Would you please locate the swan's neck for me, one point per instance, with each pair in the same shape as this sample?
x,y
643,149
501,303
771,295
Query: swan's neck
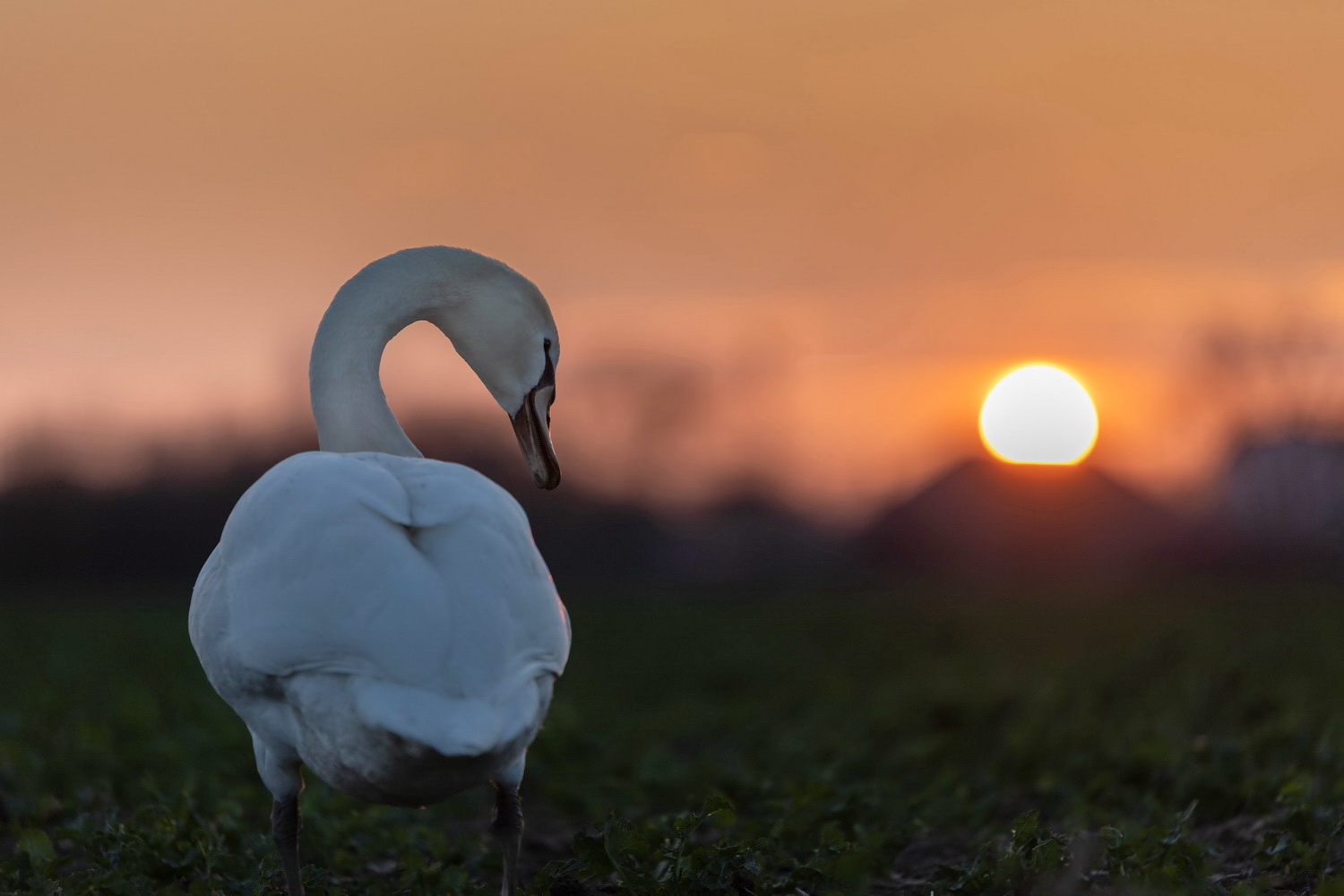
x,y
349,403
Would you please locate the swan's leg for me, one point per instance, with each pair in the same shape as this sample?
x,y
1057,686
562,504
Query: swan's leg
x,y
279,767
507,826
285,826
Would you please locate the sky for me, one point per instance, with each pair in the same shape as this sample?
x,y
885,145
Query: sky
x,y
785,242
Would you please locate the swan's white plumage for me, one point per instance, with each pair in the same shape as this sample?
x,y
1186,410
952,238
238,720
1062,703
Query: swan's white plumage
x,y
362,594
387,619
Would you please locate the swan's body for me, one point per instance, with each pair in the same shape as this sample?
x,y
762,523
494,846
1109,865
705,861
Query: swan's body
x,y
382,618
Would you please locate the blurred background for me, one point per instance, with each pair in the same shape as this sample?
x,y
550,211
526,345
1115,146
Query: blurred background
x,y
789,249
790,246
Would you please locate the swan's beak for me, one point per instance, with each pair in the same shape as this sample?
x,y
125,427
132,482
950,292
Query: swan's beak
x,y
532,427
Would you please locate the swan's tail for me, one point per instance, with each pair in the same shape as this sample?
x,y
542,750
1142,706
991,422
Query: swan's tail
x,y
457,726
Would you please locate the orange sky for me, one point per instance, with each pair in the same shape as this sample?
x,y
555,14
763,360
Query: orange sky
x,y
824,228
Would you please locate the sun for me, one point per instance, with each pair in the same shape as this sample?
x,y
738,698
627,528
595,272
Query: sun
x,y
1038,414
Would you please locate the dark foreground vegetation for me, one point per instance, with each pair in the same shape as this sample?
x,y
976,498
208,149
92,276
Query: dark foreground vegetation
x,y
1176,740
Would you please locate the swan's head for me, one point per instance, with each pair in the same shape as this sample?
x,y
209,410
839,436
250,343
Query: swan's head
x,y
502,325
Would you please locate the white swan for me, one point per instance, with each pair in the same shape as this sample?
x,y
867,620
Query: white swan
x,y
382,618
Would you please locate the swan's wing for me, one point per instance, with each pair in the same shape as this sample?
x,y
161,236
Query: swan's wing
x,y
403,570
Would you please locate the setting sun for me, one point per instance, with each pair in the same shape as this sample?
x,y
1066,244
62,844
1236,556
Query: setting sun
x,y
1038,414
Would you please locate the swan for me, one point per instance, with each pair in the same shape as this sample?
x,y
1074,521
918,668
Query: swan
x,y
382,618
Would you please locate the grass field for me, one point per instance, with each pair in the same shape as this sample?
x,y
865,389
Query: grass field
x,y
1176,740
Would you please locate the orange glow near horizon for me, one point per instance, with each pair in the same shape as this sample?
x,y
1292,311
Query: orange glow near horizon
x,y
1039,414
793,263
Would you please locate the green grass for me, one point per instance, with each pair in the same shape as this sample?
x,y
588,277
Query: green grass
x,y
1185,740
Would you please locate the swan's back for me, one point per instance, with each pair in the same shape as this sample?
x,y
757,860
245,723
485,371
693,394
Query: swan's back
x,y
405,581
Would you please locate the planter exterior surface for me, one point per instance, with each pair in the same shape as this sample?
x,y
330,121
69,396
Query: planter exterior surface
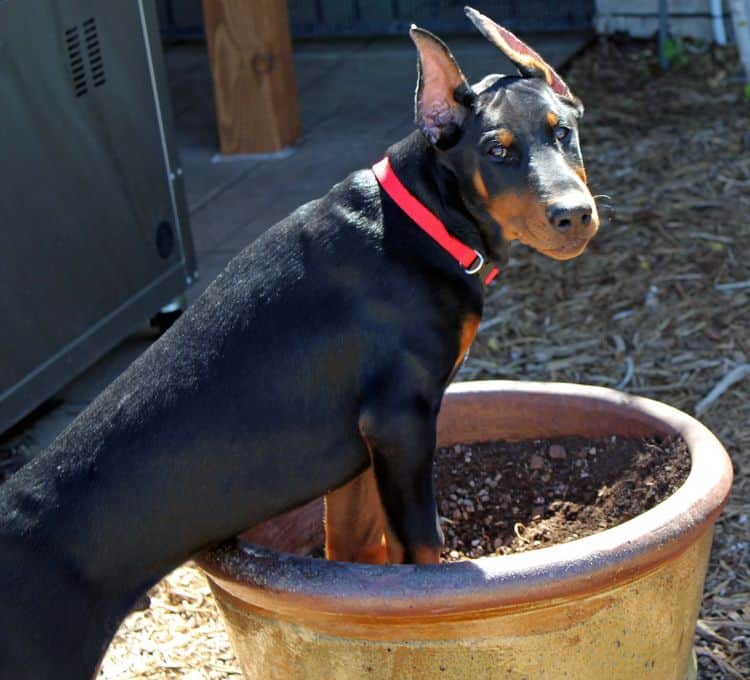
x,y
622,603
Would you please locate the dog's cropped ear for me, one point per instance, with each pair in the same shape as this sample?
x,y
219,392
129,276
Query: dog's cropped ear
x,y
525,59
443,95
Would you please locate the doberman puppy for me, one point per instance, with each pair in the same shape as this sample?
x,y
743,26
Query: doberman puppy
x,y
321,352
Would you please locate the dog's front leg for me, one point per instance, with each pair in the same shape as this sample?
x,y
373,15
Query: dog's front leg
x,y
401,438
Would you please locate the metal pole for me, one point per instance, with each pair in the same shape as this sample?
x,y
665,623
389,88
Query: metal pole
x,y
663,24
741,21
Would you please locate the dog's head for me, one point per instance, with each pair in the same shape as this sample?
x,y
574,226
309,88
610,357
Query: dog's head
x,y
511,142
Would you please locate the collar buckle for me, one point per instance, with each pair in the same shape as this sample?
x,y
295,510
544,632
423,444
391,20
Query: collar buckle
x,y
476,266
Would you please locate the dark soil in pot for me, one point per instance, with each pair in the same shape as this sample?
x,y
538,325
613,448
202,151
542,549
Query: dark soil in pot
x,y
497,498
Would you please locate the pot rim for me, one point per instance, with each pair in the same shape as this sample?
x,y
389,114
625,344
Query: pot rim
x,y
281,581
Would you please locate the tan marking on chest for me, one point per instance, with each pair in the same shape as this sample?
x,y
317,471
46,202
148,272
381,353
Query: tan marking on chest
x,y
468,333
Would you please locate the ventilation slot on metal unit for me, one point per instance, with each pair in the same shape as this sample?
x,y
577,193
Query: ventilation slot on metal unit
x,y
94,52
75,56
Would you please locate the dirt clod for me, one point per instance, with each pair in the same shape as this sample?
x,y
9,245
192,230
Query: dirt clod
x,y
595,485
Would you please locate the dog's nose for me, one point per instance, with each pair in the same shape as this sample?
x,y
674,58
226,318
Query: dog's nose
x,y
564,217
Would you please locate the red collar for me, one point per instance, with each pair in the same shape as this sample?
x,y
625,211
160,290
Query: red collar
x,y
471,260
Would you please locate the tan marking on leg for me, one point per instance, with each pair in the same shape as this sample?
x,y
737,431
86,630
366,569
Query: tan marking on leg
x,y
355,522
468,333
426,555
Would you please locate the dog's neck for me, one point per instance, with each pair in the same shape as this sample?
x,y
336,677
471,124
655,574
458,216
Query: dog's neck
x,y
415,162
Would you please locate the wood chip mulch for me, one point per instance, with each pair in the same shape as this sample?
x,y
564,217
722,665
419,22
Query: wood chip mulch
x,y
659,306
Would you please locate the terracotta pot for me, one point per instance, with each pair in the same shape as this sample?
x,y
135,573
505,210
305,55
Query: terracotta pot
x,y
622,603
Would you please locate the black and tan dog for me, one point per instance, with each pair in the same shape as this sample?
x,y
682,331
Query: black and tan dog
x,y
320,353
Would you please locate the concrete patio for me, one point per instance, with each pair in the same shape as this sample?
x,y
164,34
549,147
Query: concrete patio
x,y
356,98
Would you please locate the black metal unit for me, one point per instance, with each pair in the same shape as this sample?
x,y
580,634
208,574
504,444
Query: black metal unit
x,y
360,18
93,219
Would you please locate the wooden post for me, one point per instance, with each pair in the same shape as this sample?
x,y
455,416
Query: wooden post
x,y
250,51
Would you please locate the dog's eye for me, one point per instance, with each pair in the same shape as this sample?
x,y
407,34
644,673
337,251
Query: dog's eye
x,y
498,151
561,133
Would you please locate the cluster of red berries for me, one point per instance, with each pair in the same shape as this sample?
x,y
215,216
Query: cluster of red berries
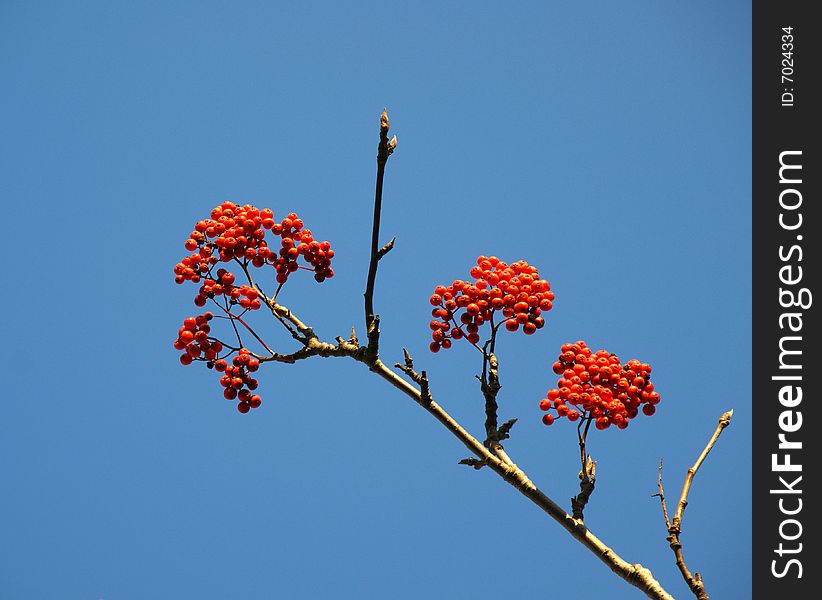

Instructions for the task - Count the lines in the material above that contain the string "blurred", matching case exactly. Reply with the number alone.

Completed exercise - 2